● **WORK REQUIRED**:
Reproduce each of these entries line for line, with nothing altered.

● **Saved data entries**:
....
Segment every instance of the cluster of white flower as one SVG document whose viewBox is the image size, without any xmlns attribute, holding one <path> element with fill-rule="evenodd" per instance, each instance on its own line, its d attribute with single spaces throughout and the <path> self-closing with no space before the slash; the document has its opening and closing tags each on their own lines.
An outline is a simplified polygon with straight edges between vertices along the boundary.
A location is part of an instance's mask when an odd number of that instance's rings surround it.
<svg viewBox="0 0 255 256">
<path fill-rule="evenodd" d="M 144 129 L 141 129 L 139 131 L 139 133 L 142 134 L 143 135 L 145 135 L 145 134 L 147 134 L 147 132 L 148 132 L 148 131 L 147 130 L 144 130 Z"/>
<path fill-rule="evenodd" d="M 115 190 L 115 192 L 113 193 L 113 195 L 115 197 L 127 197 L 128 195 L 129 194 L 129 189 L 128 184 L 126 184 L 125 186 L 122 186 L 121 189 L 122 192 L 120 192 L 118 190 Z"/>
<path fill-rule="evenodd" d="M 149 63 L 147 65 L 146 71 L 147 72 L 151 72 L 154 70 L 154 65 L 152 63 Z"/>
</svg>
....
● **RESPONSE**:
Segment every instance of the cluster of white flower as one SVG document whose viewBox is the image size, without any xmlns attribute, holding one <path> element with fill-rule="evenodd" per instance, each instance on its own line, its d attribute with single spaces throughout and the <path> self-closing with no space before the slash; the document has its opening and closing tags each on their own lines.
An outline is a simplified polygon with straight edges between vertices along the boundary.
A location is part of an instance's mask when an odd number of that instance's rings surround it.
<svg viewBox="0 0 255 256">
<path fill-rule="evenodd" d="M 144 129 L 141 129 L 139 131 L 139 133 L 142 134 L 143 135 L 145 135 L 145 134 L 147 134 L 147 132 L 148 132 L 148 131 L 147 130 L 144 130 Z"/>
<path fill-rule="evenodd" d="M 115 190 L 115 192 L 113 193 L 113 195 L 115 197 L 127 197 L 128 195 L 129 194 L 129 189 L 128 184 L 126 184 L 125 186 L 122 186 L 121 189 L 122 192 L 120 192 L 118 190 Z"/>
<path fill-rule="evenodd" d="M 149 63 L 147 65 L 146 71 L 147 72 L 151 72 L 154 70 L 154 65 L 152 63 Z"/>
</svg>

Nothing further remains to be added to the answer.